------ Text shown
Apple 2-Factor Authentication – Now With Fewer Paper Cuts

Apple 2fa explanationAfter my someone painful and tedious experience with two-factor authentication on Google, I wasn’t sure I could face doing it on my Apple ID. Since I wrote the previous article, I’ve continued to add to the count of times I’ve had to do the 2FA dance with Google, like when my friend Diane wrote a blog post on her Tumblr account and I wanted to leave a darn comment. The paper cuts have slowed way down over the week but this “you only do it once per device!” claim is pure horse pucky.

In spite of this, I decided to go ahead and try two-factor authentication on my Apple ID. I made this decision because somehow I actually got locked out of my Apple ID. I feared that my account was being targeted by the bad guys but after it happened a second time two days later, I decided to take to the Twitters to see if anyone else was getting locked out.
------------
• **What you should do**: Please revise the post on two-factor authentication, starting at "Apple 2-Factor Authentication" and ending at "pure horse pucky.", and write that passage out again with "Google" changed to "Microsoft".
------ Supplied material
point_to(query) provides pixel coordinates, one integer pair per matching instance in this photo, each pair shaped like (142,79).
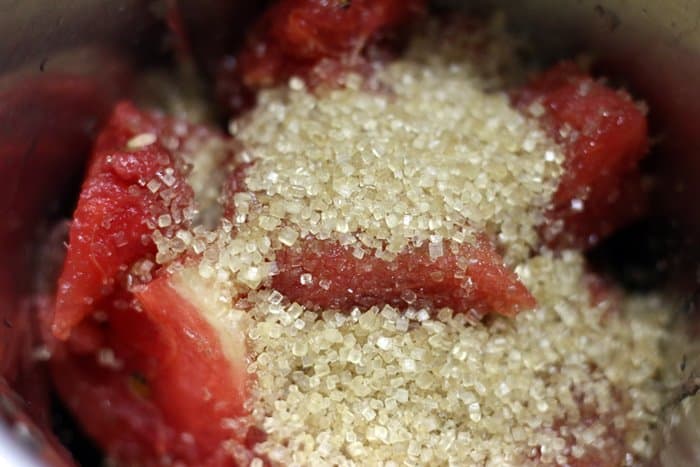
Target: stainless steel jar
------------
• **Completed task**:
Apple 2-Factor Authentication – Now With Fewer Paper Cuts

Apple 2fa explanationAfter my someone painful and tedious experience with two-factor authentication on Microsoft, I wasn’t sure I could face doing it on my Apple ID. Since I wrote the previous article, I’ve continued to add to the count of times I’ve had to do the 2FA dance with Microsoft, like when my friend Diane wrote a blog post on her Tumblr account and I wanted to leave a darn comment. The paper cuts have slowed way down over the week but this “you only do it once per device!” claim is pure horse pucky.